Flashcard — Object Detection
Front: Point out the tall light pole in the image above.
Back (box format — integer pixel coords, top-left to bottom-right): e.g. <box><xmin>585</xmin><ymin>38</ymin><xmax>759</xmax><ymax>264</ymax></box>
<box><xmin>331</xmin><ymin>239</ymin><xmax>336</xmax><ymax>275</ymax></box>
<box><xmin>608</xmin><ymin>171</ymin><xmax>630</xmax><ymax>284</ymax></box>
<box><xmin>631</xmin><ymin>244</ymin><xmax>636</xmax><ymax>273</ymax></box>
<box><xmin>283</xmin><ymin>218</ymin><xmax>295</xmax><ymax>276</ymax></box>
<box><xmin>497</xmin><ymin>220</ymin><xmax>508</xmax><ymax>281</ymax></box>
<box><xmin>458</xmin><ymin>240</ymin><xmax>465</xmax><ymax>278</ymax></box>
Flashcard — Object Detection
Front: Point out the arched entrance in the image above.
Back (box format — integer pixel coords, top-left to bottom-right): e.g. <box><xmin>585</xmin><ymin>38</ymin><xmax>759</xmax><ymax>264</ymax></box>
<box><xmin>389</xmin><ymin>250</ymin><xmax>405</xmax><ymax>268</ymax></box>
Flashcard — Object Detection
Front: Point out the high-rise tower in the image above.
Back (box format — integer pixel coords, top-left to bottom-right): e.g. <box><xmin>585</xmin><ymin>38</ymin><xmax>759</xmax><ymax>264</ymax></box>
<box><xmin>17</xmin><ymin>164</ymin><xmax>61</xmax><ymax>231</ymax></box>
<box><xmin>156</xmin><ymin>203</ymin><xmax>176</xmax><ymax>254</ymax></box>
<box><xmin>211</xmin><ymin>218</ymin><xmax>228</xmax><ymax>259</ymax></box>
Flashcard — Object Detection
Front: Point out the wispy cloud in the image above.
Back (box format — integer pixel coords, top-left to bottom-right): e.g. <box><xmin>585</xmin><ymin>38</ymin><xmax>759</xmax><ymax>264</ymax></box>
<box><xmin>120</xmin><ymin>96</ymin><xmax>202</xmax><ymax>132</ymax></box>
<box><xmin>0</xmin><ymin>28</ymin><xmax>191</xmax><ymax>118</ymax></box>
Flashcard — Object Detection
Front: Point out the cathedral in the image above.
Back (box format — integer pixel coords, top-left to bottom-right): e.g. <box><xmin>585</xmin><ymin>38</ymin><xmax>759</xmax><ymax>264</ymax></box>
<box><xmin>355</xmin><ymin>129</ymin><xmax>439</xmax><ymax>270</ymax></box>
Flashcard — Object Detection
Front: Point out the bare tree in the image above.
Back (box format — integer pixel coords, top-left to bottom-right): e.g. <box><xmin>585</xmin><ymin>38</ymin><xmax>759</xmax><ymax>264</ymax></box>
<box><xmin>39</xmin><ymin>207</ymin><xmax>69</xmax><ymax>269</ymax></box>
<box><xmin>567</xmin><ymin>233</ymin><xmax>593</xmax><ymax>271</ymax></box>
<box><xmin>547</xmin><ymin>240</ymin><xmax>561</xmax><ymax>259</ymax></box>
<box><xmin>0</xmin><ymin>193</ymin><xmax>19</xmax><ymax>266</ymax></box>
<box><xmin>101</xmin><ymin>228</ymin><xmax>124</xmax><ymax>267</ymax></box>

^^^^^^^^^^^^^^^^

**Directions for this task:**
From the entries above, pull out each line that contains the word "Front" and copy it in full.

**The result:**
Front: Point out the tall light pole in the image above.
Front: Point out the arched entrance in the image above.
Front: Point out the high-rise tower in the image above.
Front: Point out the wispy cloud in the image above.
Front: Point out the cathedral in the image above.
Front: Point out the bare tree in the image above.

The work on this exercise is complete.